■ **Requirement**:
Output the entries that follow, word for word.

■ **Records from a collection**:
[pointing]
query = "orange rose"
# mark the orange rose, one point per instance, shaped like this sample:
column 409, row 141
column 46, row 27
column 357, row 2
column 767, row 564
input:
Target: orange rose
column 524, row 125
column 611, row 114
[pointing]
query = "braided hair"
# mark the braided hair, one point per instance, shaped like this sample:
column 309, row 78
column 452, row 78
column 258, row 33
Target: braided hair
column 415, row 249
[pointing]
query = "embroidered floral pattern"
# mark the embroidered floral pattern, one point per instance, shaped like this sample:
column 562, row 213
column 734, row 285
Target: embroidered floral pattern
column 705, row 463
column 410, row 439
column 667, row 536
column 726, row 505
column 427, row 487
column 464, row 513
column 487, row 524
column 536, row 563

■ **Expected answer**:
[pointing]
query = "orange rose"
# mark the orange rose, one point per instance, shaped like this sample:
column 409, row 141
column 46, row 27
column 357, row 2
column 767, row 564
input:
Target: orange rose
column 524, row 125
column 611, row 114
[pointing]
query = "braided hair"
# mark the braided hair, one point per instance, shaped like this sample:
column 309, row 78
column 452, row 78
column 258, row 33
Target: braided hair
column 415, row 249
[pointing]
query = "embroidered floral pattern"
# mark the embroidered floral pattern, one point per instance, shaped like this sample:
column 562, row 213
column 734, row 285
Target: embroidered floral pattern
column 705, row 463
column 410, row 439
column 667, row 536
column 726, row 505
column 427, row 487
column 464, row 513
column 487, row 524
column 536, row 563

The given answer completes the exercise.